To do: Extend the passage on the making of the Bond film Moonraker, picking up after its final sentence.
(Passage provided Opens)
EON decided that this could still be the basis of a radically re-imagined new story which would see James Bond actually go into outer space. However, the ‘Nazi’ dimension to Fleming’s original storyline was indirectly retained in the Moonraker screenplay, with Drax having a plan to re-populate the earth with a new ‘Master Race’, and Michael Lonsdale was able to turn in a genuinely creepy performance as the deranged Sir Hugo. The fear of ‘terror’ weapons was also a key theme in the movie.

For financial and tax reasons, the main production of Moonraker was switched from Pinewood Studios in the UK (Bond’s ‘traditional’ production home) to studios in France, where the award-winning set designer Ken Adam was able to build some of the largest sets ever built in a French studio up to that point. The production team on Moonraker were also given special access by NASA to the Space Shuttle project in America and also to previews of design plans for possible future space stations, and there were high hopes on both NASA and EON’s part that the release of the movie would more-or-less coincide with the official launch of the first Space Shuttle.

But the movie, which was premiered in the UK on 26th June, 1979, in a sense, jumped ahead of the American Space Shuttle programme. The first NASA Shuttle (Columbia), due to launch in 1979, had developed teething problems with some of its components, and, in the event, was not launched until 12th April, 1981.

Although Moonraker received mixed reviews from the critics upon its release in 1979, the movie stormed box offices around the world and proved to be very popular with cinemagoers. The sets, model-work and visual designs of the movie were particularly praised, and the special visual effects team of Derek Meddings, Paul Wilson and John Evans were nominated for an Academy Award for Best Visual Effects. John Evans and John Richardson (the latter one of the guests at this Sunday’s Genesis event), were also nominated in 1980 for a special Saturn Award for their special effects work on Moonraker. Richardson went on to become Special Effects supervisor on Octopussy (1983) and A View To A Kill (1985).
(Passage provided Closes)
(Listed records Opens)
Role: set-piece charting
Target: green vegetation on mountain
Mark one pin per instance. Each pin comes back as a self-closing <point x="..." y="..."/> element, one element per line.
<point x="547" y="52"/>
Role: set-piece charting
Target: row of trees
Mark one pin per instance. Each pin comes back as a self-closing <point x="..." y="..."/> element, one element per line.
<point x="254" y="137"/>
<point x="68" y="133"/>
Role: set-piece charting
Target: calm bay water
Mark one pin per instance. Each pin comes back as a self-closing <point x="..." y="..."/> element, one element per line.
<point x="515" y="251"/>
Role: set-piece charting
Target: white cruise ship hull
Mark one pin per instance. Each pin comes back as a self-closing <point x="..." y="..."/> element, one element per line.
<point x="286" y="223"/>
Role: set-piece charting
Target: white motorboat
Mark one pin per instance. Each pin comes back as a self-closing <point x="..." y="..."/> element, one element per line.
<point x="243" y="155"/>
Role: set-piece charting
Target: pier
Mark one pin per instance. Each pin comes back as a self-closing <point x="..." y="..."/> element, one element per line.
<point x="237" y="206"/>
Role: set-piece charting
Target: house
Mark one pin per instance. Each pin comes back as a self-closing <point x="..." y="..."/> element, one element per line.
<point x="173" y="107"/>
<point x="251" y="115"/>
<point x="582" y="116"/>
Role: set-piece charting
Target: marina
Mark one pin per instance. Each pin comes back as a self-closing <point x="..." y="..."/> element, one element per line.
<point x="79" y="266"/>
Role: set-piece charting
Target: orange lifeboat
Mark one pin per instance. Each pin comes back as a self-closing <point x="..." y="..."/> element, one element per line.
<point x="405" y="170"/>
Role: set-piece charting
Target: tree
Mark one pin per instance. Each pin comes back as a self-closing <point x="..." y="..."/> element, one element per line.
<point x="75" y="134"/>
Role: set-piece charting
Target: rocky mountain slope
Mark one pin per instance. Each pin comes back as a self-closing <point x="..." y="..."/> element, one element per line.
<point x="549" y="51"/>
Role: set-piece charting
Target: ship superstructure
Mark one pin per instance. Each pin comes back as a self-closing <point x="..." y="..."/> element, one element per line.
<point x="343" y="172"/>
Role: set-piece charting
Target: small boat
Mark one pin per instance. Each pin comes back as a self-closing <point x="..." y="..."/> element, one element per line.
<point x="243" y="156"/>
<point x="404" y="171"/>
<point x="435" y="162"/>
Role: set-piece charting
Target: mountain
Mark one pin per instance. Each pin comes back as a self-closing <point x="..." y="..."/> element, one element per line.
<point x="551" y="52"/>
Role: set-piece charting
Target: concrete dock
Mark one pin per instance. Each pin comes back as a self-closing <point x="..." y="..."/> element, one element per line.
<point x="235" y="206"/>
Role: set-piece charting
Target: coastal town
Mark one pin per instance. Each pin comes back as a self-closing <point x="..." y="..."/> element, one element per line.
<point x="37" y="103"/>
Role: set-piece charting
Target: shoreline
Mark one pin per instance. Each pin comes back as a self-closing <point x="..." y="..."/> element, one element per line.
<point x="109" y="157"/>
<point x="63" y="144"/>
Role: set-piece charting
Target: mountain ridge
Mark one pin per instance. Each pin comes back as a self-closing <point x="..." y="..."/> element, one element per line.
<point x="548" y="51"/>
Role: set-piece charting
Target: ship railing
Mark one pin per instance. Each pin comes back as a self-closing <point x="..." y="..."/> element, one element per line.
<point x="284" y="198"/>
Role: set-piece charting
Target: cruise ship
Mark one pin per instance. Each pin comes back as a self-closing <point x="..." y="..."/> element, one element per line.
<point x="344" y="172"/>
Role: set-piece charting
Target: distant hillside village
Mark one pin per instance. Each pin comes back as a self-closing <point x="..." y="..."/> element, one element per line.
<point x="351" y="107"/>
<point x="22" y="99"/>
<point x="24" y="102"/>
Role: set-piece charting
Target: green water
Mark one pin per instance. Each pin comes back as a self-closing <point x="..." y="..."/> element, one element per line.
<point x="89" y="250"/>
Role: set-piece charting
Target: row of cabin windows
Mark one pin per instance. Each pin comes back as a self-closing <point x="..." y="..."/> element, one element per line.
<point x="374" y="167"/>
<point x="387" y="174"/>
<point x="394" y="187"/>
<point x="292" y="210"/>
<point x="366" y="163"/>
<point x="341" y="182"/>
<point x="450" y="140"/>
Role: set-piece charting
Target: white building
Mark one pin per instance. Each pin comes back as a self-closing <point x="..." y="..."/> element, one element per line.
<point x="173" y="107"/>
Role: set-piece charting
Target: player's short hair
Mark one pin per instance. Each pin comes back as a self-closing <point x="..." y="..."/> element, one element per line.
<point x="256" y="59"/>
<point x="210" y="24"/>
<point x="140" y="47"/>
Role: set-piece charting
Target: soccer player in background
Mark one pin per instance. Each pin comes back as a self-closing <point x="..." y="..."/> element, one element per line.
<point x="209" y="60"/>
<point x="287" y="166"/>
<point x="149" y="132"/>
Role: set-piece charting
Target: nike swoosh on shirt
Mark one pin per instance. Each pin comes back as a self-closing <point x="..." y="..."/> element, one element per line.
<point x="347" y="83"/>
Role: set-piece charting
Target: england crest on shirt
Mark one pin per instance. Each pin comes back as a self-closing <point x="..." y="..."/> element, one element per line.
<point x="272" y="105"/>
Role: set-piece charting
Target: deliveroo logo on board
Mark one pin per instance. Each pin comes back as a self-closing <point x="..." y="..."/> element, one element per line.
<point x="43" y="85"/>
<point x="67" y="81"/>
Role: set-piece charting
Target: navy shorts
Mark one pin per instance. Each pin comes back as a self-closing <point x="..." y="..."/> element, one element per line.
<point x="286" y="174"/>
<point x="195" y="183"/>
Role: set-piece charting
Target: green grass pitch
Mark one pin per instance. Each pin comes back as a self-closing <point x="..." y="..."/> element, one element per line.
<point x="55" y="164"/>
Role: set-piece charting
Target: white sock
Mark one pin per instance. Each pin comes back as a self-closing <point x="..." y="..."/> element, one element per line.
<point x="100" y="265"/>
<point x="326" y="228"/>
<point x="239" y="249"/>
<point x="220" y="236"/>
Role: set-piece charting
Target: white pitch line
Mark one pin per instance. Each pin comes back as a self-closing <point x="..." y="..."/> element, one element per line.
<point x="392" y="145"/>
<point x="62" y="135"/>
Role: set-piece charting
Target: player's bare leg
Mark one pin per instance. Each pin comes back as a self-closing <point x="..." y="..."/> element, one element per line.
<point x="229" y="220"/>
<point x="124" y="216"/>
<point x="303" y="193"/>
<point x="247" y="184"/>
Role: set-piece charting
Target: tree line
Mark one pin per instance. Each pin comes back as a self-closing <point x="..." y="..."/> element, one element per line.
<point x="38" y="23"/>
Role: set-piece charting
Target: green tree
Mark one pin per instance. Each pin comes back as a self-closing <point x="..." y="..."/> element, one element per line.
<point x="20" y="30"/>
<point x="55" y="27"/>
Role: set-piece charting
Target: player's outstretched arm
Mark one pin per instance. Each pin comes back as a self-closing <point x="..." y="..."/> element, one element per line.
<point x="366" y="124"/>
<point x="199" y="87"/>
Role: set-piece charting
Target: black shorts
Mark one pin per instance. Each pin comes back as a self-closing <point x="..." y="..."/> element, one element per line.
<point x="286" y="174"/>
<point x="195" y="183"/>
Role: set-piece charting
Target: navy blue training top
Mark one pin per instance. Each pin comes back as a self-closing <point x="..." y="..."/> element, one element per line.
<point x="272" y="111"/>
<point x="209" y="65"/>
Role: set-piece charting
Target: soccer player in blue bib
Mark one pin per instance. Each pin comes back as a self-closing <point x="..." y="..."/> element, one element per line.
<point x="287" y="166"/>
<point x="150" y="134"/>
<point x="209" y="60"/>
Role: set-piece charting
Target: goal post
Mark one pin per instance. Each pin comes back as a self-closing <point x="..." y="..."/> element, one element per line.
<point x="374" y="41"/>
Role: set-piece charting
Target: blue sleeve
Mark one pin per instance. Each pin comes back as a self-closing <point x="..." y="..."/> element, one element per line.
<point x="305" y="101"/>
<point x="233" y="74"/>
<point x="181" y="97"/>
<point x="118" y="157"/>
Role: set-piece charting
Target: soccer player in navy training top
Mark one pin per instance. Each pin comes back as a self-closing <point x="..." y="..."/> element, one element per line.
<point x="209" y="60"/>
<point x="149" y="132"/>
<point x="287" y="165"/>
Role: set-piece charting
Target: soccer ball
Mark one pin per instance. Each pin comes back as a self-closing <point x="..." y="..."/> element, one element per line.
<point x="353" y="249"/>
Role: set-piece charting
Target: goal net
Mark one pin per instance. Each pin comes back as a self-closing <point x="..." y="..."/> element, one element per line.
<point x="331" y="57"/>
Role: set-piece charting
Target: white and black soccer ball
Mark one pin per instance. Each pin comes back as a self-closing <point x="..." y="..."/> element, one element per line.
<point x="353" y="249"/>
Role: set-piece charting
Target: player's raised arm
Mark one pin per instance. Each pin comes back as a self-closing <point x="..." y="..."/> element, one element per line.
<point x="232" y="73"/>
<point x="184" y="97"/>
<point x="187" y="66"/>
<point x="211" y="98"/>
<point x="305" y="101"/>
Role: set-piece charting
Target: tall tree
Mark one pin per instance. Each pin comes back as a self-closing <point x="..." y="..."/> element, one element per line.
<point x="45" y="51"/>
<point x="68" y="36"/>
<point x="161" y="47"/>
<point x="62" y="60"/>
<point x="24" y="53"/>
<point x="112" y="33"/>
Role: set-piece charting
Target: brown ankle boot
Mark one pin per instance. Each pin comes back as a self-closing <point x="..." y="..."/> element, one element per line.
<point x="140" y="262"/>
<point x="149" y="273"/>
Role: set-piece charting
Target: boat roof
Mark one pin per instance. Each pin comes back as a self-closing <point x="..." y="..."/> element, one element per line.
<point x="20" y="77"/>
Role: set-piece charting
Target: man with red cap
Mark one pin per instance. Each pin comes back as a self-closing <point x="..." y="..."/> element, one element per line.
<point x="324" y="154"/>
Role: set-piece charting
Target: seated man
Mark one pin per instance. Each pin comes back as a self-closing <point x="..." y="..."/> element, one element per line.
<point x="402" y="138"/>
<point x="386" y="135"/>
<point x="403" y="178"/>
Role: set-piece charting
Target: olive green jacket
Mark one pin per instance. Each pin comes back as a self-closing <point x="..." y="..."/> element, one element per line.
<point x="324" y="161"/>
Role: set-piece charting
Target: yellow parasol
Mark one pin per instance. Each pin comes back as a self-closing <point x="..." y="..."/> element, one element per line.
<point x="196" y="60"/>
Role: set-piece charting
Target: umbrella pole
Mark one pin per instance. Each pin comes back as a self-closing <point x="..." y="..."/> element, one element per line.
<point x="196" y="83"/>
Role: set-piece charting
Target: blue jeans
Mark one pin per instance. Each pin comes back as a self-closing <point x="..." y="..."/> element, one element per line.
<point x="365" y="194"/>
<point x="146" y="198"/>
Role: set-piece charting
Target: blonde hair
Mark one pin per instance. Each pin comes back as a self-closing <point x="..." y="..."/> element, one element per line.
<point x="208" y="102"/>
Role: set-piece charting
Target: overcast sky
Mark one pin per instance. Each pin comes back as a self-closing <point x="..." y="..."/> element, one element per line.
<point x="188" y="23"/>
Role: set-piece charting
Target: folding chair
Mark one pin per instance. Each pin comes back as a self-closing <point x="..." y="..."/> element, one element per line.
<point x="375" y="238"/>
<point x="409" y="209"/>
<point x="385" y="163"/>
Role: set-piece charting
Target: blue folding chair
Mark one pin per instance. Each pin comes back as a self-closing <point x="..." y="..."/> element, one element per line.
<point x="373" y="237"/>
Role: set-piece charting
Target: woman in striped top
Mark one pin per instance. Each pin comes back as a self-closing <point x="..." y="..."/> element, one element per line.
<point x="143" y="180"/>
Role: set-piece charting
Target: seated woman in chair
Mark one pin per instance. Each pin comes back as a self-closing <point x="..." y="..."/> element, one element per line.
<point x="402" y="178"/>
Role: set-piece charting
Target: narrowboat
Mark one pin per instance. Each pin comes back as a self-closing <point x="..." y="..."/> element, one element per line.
(Listed records Closes)
Answer box:
Cubby Broccoli, realising EON had pushed the ‘fantasy’ element about as far as they could go with Moonraker, decided that the next movie in the franchise, For Your Eyes Only (1981), would bring Bond very much back down to earth, with a grittier and more story-driven plot. But, in terms of sheer excess and exotic locations, Moonraker remains a highly entertaining entry in the 007 franchise, and many Bond fans were introduced to the big-screen world of 007 via their first viewing of Moonraker.

The influence of both Fleming’s book and the EON movie can also be seen in subsequent Bond movies, especially in Pierce Brosnan’s last adventure as 007, Die Another Day (2002). Neal Purvis and Robert Wade, the screenwriters on the movie, employed a number of unused elements from Fleming’s novel Moonraker, including the London Blades Club. The main villain, Gustav Graves, was also arguably modelled on Sir Hugo Drax. Interestingly, Rosamund Pike, who played MI6 agent Miranda Frost in Die Another Day, has confirmed that she was originally to have played a character named Gala Brand.

Some story concepts originally developed for the Moonraker screenplay, but then dropped, were re-used in later Roger Moore Bond movies, the best examples of this being a sequence with some microlight jets (reworked for Octopussy) and a scene at the Eiffel Tower in Paris (which was eventually used in A View To A Kill).

Did You Know?

The famous and spectacular fight in Moonraker between Bond and Drax’s bodyguard Chang (Toshiro Suga) in the Venetian glass museum, was shot at Boulogne Studios (a former German wartime aircraft factory) and set a new record for the largest amount of break-away glass (sugar glass) used in a single movie scene up until that point. At the time, sugar glass was a perfect and popular choice for stunts, although could still lead to occasional accidents if not planned and used carefully. Since then, however, sugar glass has largely been replaced by safer synthetic resins for such stunt work in movies.